One of my favorite things is doing Q&A with other believers. I love to ask and I love to answer. Why? Because it's about the answers, not some psuedo-intellectual buzz we get from asking the heavy questions and not coming up with anything. I think that's the attraction. "We are asking the heavy questions. We are seeking the deeper things. What is the sound of one hand clapping?" It's just the opposite of everything the Word stands for. Take Proverbs for example? Wisdom calls to us to come and get more wisdom. The fear of the Lord is the beginning of wisdom and knowledge, not questions for the sake of questions.
Honestly (and not in a mean way), this line of thinking sickens and saddens me. It makes me physically nauseous when I hear people, especially pastors (whether you are one or not, Grape), talk about this or that not mattering about God's word, talk about how as long as we get the lesson out of it, that's all that matters. I get sad knowing that people are being misled and unintentionally deceived by this low and soft view of God's holy word, especially considering the thousands of people who were tortured and martyred over it.
I don't know how much more I can say about this. I've even forgotten which thread I'm in. Doesn't matter becuase they are intertwined (the sola scripture and the Robb Bell threads) because it seem very obvious that Robb Bell is not sola scriptura.

*Job a:* Output everything in the post about sola scriptura from "Honestly (and not" down to "not sola scriptura.".
The rows have no connection to the post about sola scriptura.

*Dataset:*
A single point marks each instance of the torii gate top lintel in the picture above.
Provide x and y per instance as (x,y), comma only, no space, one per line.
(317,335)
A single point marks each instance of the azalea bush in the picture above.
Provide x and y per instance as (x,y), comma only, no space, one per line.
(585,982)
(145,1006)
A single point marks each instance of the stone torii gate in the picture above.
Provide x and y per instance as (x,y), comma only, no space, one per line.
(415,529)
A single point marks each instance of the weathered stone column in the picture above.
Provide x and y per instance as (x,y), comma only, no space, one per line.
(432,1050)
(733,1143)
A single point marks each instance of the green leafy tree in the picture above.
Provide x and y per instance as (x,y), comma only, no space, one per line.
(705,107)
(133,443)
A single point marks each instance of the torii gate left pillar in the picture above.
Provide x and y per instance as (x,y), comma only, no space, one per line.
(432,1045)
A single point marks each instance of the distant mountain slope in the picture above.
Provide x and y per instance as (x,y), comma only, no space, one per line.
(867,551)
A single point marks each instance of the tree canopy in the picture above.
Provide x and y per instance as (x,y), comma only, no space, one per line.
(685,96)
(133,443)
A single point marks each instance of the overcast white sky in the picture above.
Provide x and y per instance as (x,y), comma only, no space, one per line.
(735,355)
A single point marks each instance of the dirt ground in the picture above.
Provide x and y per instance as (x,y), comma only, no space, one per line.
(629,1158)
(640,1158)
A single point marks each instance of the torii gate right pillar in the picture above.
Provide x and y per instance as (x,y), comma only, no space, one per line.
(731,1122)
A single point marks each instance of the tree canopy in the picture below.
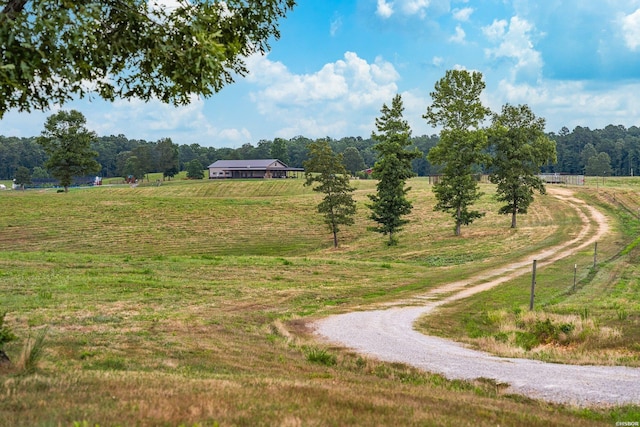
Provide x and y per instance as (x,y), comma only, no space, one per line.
(67,142)
(389,204)
(457,108)
(53,50)
(326,169)
(520,148)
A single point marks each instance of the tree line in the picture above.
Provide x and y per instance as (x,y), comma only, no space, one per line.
(612,151)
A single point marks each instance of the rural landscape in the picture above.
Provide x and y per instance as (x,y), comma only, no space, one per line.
(487,274)
(191,304)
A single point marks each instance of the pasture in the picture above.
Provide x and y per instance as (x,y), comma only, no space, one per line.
(187,304)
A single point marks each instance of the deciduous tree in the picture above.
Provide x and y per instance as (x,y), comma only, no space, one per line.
(325,168)
(353,160)
(168,158)
(54,50)
(389,204)
(457,108)
(23,176)
(598,165)
(520,147)
(67,142)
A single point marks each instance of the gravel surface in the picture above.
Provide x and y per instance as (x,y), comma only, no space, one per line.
(387,334)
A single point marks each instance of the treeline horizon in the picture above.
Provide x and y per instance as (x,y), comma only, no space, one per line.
(611,151)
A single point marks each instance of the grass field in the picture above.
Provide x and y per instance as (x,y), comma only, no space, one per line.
(186,304)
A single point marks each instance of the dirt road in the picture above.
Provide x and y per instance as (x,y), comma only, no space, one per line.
(387,334)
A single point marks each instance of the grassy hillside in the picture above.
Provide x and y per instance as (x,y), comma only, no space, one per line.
(186,304)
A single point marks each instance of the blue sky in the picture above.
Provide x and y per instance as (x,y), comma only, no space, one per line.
(574,62)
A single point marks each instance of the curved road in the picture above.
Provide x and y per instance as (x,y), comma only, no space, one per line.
(388,334)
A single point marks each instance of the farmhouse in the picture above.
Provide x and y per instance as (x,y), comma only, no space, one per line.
(261,168)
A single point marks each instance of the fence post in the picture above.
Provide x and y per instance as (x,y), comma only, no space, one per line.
(533,285)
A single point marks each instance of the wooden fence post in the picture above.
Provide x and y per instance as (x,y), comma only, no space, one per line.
(533,285)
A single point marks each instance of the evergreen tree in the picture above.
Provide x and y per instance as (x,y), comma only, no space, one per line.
(458,109)
(168,158)
(23,176)
(353,160)
(325,168)
(392,169)
(128,48)
(68,143)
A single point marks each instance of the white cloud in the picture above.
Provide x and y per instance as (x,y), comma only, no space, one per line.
(515,44)
(237,135)
(571,104)
(631,30)
(495,31)
(384,10)
(459,36)
(462,15)
(336,24)
(414,7)
(316,104)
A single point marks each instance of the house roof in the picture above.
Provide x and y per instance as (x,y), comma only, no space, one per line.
(271,164)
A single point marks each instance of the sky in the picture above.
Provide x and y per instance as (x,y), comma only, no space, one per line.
(337,62)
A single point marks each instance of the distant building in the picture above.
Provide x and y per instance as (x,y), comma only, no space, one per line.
(261,168)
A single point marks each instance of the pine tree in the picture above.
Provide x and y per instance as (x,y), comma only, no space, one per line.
(326,168)
(393,168)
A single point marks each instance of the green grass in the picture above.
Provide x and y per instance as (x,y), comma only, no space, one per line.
(608,296)
(187,303)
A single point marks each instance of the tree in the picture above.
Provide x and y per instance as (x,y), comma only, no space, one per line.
(520,148)
(67,142)
(392,169)
(168,158)
(143,160)
(458,109)
(279,150)
(128,48)
(40,173)
(599,165)
(134,167)
(325,168)
(195,169)
(23,176)
(353,160)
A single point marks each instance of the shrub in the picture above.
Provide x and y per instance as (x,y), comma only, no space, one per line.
(320,356)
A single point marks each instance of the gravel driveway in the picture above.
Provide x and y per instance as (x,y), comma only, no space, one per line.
(387,334)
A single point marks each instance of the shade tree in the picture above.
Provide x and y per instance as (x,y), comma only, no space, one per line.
(54,51)
(325,171)
(389,205)
(67,142)
(461,149)
(520,147)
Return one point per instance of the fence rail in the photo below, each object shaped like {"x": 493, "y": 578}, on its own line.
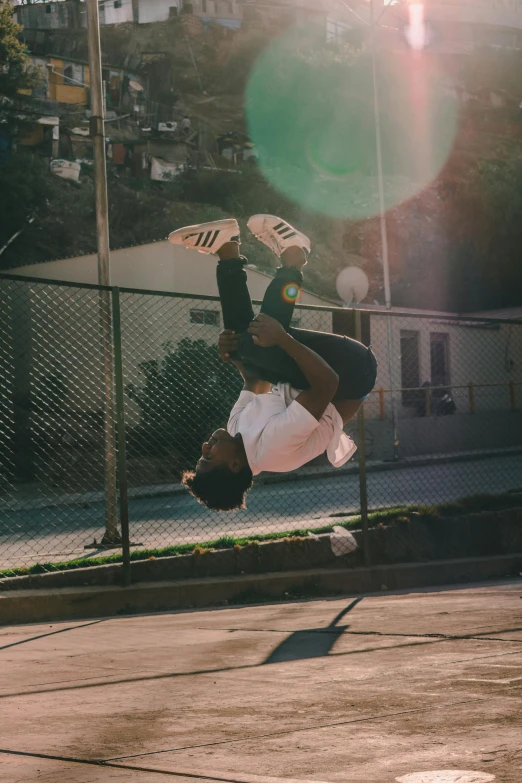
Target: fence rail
{"x": 170, "y": 389}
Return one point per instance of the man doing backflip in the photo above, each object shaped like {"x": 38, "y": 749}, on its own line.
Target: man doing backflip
{"x": 300, "y": 387}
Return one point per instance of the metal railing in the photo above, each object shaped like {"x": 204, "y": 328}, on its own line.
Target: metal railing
{"x": 170, "y": 389}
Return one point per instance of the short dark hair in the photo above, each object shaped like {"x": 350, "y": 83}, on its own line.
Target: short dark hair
{"x": 219, "y": 489}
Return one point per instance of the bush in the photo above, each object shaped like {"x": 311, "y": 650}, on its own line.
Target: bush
{"x": 187, "y": 394}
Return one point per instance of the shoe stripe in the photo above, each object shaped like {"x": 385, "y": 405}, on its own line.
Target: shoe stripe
{"x": 205, "y": 243}
{"x": 213, "y": 238}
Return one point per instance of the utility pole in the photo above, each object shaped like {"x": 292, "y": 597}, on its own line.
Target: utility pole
{"x": 383, "y": 225}
{"x": 97, "y": 133}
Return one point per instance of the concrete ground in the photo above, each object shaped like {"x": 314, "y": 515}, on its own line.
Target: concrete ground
{"x": 371, "y": 689}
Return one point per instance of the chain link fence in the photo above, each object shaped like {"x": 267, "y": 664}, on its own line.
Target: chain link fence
{"x": 97, "y": 424}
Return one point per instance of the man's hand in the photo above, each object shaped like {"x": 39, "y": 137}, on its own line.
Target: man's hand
{"x": 267, "y": 331}
{"x": 227, "y": 344}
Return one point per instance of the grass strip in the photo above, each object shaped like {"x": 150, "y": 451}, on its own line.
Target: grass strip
{"x": 466, "y": 505}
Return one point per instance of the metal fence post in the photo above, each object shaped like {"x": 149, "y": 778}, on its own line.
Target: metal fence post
{"x": 120, "y": 430}
{"x": 361, "y": 457}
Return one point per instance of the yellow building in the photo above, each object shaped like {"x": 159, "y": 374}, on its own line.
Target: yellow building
{"x": 68, "y": 81}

*Job b:* In the rows, switch "yellow building" to "brick building" in everything from the line containing "Return one point per instance of the yellow" down to the end of the rows, and give back only those lines.

*Right answer a:*
Honestly (and not in a mean way), this line of thinking sickens and saddens me. It makes me physically nauseous when I hear people, especially pastors (whether you are one or not, Grape), talk about this or that not mattering about God's word, talk about how as long as we get the lesson out of it, that's all that matters. I get sad knowing that people are being misled and unintentionally deceived by this low and soft view of God's holy word, especially considering the thousands of people who were tortured and martyred over it.
I don't know how much more I can say about this. I've even forgotten which thread I'm in. Doesn't matter becuase they are intertwined (the sola scripture and the Robb Bell threads) because it seem very obvious that Robb Bell is not sola scriptura.

*Right answer b:*
Return one point per instance of the brick building in the photo above, each object shaped like {"x": 159, "y": 374}, on its own line.
Target: brick building
{"x": 68, "y": 81}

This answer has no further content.